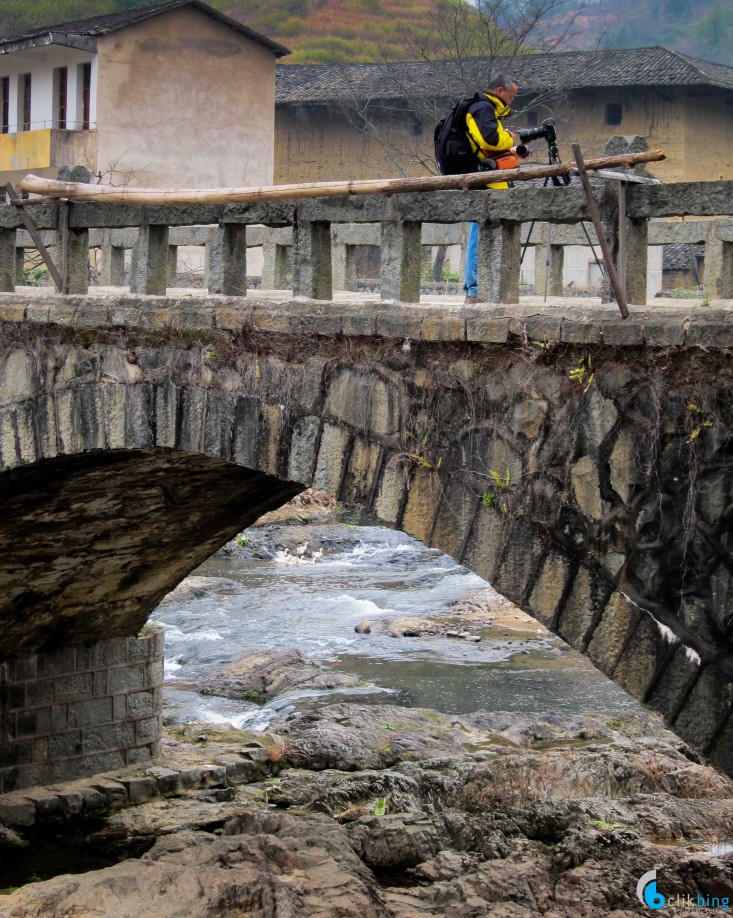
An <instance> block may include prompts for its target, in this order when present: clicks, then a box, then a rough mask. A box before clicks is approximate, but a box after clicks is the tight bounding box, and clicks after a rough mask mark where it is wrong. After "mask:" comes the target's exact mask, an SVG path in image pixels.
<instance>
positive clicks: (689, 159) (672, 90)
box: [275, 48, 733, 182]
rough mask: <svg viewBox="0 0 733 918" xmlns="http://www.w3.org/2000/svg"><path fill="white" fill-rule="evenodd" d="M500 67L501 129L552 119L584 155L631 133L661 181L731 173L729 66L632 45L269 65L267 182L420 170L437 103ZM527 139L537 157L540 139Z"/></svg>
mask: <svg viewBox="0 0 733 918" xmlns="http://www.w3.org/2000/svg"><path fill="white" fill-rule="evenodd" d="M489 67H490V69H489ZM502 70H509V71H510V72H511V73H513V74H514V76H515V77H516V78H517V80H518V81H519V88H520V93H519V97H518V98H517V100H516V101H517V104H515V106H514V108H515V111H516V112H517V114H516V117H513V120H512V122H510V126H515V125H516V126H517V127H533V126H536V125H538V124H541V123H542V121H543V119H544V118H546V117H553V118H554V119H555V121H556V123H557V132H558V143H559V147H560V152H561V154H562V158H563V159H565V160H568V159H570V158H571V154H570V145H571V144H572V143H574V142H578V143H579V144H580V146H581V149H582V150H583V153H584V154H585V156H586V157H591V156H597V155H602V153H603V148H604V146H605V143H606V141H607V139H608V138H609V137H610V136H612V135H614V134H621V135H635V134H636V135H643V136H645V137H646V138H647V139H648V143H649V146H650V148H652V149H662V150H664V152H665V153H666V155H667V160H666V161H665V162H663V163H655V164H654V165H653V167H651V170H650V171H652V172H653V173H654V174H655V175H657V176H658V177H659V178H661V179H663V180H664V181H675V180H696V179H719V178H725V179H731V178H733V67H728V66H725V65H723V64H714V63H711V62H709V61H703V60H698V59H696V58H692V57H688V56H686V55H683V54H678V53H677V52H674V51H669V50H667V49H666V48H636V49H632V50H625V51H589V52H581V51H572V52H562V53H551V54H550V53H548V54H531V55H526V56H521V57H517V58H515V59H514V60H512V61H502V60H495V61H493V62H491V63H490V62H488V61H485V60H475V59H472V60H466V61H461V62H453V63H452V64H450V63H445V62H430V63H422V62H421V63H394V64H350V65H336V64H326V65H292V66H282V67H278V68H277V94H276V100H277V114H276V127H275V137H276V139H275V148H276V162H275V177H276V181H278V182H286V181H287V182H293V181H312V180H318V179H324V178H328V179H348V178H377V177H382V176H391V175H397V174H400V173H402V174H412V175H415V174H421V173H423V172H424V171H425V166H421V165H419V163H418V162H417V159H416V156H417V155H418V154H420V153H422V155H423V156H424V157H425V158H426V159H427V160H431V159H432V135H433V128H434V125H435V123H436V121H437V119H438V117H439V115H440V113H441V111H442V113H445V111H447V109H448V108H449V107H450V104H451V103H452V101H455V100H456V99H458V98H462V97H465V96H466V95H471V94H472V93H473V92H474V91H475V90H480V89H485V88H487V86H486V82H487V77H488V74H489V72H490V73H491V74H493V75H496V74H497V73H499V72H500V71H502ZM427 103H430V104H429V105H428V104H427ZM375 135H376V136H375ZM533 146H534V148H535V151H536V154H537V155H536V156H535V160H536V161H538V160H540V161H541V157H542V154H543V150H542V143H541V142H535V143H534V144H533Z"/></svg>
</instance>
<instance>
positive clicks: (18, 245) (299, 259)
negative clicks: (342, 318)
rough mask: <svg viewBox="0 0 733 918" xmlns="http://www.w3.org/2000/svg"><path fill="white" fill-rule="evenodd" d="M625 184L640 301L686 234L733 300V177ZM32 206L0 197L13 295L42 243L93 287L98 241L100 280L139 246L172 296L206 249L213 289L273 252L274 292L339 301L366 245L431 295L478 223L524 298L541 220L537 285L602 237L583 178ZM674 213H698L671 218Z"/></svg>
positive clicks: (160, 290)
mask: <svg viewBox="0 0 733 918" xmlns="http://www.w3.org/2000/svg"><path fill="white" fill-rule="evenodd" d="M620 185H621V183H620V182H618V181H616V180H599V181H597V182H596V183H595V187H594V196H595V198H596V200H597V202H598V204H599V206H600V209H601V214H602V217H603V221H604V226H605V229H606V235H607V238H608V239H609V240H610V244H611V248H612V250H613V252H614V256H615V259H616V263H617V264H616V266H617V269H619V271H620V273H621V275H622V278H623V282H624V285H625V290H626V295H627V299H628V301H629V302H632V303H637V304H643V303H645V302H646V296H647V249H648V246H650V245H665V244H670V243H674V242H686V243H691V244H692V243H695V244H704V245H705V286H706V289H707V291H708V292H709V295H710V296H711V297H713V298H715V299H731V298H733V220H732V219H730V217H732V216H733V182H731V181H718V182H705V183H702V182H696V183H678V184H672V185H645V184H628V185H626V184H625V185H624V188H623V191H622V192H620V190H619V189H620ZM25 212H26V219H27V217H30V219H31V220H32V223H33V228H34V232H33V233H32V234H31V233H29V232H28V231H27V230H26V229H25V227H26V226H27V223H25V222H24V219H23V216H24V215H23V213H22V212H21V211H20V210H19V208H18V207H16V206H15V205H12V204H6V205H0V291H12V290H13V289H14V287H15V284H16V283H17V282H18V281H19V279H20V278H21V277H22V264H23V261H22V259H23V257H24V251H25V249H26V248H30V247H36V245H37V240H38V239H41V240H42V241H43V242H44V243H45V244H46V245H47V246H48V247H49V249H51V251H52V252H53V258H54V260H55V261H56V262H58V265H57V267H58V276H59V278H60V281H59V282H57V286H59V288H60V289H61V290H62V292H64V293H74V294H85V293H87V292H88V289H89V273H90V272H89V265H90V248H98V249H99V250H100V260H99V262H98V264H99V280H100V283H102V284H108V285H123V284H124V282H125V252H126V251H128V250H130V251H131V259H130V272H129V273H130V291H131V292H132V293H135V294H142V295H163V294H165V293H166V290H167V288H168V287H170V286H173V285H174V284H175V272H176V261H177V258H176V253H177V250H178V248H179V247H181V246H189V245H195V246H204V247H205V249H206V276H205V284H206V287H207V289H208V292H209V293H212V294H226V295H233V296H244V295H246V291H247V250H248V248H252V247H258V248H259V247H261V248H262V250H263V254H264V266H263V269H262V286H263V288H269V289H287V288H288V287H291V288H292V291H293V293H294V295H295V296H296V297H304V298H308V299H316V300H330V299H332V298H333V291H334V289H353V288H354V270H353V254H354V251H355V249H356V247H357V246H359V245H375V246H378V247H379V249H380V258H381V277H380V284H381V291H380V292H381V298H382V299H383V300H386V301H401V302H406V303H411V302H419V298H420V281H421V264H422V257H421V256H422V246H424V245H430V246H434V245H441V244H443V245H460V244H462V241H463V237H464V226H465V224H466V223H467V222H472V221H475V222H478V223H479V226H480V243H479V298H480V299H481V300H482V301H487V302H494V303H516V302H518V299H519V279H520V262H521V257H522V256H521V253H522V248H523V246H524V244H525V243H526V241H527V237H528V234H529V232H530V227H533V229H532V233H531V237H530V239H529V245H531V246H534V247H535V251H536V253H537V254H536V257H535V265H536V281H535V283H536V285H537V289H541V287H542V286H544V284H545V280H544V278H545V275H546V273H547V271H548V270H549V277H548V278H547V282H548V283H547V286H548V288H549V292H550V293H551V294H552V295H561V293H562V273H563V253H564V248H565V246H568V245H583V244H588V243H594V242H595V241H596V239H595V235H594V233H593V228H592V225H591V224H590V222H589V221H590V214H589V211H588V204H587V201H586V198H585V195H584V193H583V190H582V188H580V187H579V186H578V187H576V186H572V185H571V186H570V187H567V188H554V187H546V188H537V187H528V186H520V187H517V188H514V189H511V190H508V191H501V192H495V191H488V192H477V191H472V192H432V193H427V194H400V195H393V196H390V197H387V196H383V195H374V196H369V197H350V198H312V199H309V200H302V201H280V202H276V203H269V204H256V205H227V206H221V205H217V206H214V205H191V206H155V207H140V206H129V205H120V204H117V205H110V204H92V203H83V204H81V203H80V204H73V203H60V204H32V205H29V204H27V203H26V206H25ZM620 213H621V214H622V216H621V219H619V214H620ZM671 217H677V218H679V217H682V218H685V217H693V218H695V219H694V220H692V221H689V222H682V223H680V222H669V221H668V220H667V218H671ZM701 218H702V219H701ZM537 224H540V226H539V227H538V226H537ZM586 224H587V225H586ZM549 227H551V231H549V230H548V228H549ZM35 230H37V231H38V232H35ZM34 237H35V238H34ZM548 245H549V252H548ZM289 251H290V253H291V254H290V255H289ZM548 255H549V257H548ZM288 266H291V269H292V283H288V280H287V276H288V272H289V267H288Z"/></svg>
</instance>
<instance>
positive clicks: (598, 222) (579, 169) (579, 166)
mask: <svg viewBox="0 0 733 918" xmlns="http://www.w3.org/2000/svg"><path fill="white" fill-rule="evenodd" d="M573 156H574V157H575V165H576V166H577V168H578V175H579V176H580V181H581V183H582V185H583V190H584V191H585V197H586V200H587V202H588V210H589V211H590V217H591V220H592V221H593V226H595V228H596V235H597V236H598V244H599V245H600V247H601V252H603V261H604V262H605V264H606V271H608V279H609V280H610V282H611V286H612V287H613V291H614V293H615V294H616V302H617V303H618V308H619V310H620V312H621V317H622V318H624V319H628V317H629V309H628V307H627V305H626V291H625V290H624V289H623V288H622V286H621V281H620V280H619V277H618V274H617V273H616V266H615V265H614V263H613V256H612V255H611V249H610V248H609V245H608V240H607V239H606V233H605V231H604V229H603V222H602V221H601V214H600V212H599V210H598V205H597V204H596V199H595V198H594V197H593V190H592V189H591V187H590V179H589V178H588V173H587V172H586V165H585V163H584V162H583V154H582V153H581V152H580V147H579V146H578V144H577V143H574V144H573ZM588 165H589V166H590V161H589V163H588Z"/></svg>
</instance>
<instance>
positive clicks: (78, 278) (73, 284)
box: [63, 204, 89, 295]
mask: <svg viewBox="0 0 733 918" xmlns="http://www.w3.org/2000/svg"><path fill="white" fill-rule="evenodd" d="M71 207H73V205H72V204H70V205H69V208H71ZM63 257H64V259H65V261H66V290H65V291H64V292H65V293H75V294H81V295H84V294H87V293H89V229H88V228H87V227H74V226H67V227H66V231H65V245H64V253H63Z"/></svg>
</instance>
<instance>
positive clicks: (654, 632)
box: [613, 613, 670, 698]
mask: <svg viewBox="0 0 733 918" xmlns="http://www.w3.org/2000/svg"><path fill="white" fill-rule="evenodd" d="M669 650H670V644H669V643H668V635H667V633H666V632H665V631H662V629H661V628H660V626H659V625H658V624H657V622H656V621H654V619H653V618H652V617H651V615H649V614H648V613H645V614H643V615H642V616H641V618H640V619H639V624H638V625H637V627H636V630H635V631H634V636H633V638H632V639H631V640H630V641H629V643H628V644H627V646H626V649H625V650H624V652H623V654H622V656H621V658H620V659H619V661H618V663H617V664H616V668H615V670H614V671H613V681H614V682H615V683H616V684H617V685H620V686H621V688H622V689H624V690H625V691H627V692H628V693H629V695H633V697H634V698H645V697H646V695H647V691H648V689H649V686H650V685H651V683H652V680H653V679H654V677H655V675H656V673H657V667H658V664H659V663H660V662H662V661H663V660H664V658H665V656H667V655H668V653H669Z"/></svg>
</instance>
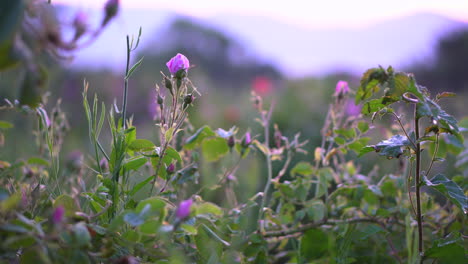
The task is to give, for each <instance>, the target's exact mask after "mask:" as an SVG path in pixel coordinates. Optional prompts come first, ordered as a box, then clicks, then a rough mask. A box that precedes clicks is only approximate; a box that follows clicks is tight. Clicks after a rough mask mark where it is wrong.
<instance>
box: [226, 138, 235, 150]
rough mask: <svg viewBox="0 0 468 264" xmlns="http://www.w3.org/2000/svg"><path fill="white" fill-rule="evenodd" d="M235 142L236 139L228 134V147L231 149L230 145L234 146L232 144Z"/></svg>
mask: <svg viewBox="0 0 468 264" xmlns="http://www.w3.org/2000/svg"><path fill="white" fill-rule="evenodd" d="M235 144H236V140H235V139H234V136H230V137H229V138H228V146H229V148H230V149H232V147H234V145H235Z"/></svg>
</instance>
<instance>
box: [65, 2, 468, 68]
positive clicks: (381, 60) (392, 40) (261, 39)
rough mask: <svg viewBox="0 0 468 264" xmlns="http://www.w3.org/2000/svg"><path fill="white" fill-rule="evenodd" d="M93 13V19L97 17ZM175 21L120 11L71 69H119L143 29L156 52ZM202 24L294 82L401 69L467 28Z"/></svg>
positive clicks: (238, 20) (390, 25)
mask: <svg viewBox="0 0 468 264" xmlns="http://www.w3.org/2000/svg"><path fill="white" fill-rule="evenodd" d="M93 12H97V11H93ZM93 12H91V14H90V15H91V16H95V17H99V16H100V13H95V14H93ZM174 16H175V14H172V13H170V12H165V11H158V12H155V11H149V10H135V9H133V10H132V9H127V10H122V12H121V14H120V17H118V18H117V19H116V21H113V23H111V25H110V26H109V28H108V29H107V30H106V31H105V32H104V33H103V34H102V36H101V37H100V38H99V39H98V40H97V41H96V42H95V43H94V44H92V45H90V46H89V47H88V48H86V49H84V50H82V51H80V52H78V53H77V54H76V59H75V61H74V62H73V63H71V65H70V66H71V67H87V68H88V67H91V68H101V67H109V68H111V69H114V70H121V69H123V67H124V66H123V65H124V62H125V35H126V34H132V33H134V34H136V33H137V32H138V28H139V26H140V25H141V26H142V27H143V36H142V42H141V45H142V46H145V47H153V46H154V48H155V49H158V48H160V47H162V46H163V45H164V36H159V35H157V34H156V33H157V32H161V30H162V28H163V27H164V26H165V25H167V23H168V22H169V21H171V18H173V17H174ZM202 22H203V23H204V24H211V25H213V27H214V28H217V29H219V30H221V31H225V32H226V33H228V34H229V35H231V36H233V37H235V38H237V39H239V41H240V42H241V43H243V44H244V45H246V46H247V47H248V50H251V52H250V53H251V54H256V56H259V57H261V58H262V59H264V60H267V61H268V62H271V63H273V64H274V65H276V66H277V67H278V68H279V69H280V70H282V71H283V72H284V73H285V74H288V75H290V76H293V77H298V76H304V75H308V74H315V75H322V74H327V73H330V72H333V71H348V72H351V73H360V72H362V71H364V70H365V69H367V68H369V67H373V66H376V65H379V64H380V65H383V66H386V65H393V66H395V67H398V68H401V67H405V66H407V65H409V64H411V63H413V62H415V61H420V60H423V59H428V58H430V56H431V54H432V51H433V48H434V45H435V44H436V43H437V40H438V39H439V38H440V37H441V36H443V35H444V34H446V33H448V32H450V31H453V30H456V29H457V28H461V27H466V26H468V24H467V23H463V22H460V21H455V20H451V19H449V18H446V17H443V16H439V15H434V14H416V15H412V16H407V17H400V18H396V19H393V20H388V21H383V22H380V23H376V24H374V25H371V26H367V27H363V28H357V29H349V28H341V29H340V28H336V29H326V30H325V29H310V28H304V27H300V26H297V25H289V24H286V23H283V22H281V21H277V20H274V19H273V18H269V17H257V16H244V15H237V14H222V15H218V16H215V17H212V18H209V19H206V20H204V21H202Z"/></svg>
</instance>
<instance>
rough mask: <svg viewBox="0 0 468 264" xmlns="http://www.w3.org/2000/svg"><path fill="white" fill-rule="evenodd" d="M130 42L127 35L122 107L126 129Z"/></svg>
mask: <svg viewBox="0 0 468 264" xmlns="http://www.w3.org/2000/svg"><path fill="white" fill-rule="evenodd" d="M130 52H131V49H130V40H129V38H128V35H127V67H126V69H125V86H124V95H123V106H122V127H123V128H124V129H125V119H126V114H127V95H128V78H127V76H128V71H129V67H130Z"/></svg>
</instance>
-*-*-
▶ WHAT YOU ARE ASKED TO DO:
Format the lines from the beginning up to and including the line with "box: [275, 48, 733, 182]" as a numbered list. Omit blank lines and leave the pictures out.

▶ RESULT FOR THIS EXERCISE:
1. An <instance> block may include prompts for its target, in this order when present: clicks, then a box, then a rough mask. A box before clicks is approximate, but a box after clicks is the tight bounding box, and clicks after a rough mask mark where it is wrong. After "mask:" comes the target's exact mask, an SVG path in image pixels.
2. <instance>
3. positive clicks: (689, 159) (672, 90)
4. box: [275, 48, 733, 182]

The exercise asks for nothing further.